▶ **Exercise requirements**
All that is wanted is the exact text of each line from the one with "Target: tomato sauce" to the close of the listing, ends included.

▶ **Extracted data**
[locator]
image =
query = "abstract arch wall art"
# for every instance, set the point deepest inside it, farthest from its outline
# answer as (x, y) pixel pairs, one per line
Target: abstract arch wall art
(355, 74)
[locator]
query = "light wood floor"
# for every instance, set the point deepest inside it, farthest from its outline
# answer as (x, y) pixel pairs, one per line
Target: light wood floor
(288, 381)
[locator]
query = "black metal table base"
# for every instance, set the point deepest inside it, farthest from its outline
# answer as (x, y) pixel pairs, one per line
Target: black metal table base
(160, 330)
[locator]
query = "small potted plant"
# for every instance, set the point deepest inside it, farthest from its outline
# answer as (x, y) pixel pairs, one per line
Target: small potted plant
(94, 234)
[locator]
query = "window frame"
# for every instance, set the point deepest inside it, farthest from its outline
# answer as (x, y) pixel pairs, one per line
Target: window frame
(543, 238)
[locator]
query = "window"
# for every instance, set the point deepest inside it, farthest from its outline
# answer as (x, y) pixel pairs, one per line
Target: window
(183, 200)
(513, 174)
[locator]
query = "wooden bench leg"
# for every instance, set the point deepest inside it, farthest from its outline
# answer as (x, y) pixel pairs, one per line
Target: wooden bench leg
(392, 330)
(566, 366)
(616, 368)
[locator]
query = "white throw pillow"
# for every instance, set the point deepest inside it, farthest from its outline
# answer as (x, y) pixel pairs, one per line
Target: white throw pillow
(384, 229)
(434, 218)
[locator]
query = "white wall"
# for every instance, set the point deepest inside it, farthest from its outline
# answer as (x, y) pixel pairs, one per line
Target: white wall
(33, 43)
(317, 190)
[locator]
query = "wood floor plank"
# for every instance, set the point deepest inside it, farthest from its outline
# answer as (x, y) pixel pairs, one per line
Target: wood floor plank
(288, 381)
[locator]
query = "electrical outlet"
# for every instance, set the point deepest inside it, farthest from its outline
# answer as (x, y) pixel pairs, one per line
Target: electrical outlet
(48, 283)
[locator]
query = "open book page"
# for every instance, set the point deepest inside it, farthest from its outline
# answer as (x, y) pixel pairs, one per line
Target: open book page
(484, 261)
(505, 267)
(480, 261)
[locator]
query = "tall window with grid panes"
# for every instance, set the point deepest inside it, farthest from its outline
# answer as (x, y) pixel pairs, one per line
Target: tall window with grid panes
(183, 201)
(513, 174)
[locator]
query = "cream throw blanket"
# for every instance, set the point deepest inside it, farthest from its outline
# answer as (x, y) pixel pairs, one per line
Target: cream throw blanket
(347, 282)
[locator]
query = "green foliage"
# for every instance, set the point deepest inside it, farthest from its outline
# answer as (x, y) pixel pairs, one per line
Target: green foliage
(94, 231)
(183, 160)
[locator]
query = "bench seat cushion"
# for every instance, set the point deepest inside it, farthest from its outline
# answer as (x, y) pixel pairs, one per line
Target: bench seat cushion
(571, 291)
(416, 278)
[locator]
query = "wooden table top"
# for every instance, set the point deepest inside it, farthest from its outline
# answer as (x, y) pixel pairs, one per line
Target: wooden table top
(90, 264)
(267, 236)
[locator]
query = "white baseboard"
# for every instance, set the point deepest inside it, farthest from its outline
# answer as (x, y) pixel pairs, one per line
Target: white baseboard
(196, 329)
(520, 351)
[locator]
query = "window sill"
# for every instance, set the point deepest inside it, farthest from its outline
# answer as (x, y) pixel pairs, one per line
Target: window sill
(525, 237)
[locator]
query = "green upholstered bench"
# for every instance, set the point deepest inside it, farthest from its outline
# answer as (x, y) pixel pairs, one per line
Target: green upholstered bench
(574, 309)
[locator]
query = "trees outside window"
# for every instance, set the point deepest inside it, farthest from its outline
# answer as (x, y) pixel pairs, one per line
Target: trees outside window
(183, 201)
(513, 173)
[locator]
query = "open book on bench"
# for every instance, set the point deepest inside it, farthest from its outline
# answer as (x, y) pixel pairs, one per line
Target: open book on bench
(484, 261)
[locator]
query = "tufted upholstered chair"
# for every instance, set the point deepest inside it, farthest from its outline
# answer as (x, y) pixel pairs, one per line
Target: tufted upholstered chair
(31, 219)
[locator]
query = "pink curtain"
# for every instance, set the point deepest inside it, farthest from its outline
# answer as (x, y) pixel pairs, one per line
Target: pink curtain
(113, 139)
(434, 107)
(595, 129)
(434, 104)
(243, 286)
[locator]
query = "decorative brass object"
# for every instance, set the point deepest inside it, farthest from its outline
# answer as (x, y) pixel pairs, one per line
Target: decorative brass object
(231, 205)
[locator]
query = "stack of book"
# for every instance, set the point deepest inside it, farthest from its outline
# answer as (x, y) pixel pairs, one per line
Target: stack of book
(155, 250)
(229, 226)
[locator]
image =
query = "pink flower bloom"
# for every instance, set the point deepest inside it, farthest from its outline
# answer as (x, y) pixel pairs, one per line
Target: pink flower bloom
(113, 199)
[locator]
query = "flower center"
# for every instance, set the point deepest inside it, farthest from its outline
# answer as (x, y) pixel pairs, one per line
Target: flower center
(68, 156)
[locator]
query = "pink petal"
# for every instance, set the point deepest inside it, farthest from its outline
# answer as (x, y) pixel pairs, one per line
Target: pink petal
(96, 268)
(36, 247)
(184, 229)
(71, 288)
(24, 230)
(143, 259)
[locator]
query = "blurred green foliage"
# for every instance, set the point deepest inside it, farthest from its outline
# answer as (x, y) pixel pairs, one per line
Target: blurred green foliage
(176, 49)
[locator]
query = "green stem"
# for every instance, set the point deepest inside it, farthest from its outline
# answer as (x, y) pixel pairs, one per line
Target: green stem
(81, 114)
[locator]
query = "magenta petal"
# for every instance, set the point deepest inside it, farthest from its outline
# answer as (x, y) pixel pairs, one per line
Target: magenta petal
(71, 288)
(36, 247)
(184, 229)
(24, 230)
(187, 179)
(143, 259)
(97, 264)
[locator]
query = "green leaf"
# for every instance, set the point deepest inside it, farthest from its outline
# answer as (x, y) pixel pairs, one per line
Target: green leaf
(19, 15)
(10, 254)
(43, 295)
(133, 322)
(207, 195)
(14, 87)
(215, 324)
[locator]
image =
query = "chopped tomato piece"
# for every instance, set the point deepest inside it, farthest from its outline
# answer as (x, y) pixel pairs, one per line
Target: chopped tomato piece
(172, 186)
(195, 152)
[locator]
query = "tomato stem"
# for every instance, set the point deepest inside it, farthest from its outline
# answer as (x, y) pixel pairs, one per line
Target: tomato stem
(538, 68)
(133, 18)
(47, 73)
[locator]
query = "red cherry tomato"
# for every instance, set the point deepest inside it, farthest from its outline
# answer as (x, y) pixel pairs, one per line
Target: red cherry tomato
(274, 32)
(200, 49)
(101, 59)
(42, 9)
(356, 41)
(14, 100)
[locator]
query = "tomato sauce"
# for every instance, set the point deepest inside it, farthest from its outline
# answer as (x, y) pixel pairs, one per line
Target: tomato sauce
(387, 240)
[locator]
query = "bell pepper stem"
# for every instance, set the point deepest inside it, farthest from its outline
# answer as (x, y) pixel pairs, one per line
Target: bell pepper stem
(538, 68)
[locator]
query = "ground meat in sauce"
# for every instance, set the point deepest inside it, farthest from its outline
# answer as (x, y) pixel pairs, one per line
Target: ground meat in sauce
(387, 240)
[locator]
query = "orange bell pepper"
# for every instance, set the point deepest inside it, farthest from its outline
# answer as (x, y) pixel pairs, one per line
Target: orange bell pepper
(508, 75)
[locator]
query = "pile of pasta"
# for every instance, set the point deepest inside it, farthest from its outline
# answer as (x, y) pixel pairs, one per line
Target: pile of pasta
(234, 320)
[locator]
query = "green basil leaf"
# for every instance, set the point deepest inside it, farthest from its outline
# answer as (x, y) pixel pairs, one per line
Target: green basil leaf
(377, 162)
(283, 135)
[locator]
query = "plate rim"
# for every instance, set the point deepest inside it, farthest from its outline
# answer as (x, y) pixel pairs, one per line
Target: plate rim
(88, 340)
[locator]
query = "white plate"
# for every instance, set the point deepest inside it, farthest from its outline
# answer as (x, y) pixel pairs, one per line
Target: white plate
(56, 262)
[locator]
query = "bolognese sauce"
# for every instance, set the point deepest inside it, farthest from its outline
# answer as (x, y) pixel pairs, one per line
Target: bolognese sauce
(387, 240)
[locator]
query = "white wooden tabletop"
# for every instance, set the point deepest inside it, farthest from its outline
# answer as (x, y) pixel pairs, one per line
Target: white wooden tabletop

▶ **Task answer**
Target: tomato sauce
(387, 240)
[locator]
query = "bell pepper stem"
# for every instance, set the point deepest inside it, farthest from its outline
# answer as (x, y) pixel pairs, one per line
Target: bell pepper stem
(538, 68)
[locator]
query = "ground meat in sauce"
# for every instance, set the point deepest inside it, farthest from its outline
# answer as (x, y) pixel pairs, one per line
Target: ground meat in sauce
(387, 240)
[locator]
query = "orange bell pepper"
# for every instance, set the point deepest inside it, farthest from its outline
# answer as (x, y) pixel pairs, one per line
Target: orange bell pepper
(508, 75)
[locator]
query = "pile of pasta"
# for every instance, set the point deepest inside it, farthest from its outline
# answer as (x, y) pixel pairs, one per line
Target: pile of pasta
(234, 320)
[locator]
query = "green basil leaf"
# for every instance, set the point deepest inside it, farthest from its outline
# answer as (x, y) pixel pairs, one per line
Target: green basil leaf
(377, 162)
(283, 135)
[locator]
query = "plate rim"
# for every instance, set the point deepest inside it, farthest from its outline
# answer as (x, y) pixel pairs, one per line
Target: plate rim
(88, 340)
[locator]
query = "white plate"
# for every instance, set the point deepest inside it, farthest from its outline
# answer as (x, y) pixel pairs, one per line
Target: white plate
(56, 262)
[locator]
query = "bolognese sauce"
# for every instance, set the point deepest inside it, farthest from its outline
# answer as (x, y) pixel pairs, one per line
Target: bolognese sauce
(387, 240)
[locator]
query = "white wooden tabletop"
# for every instance, set the point deepest inside it, farthest from its outline
# answer as (x, y) pixel pairs, one per line
Target: white wooden tabletop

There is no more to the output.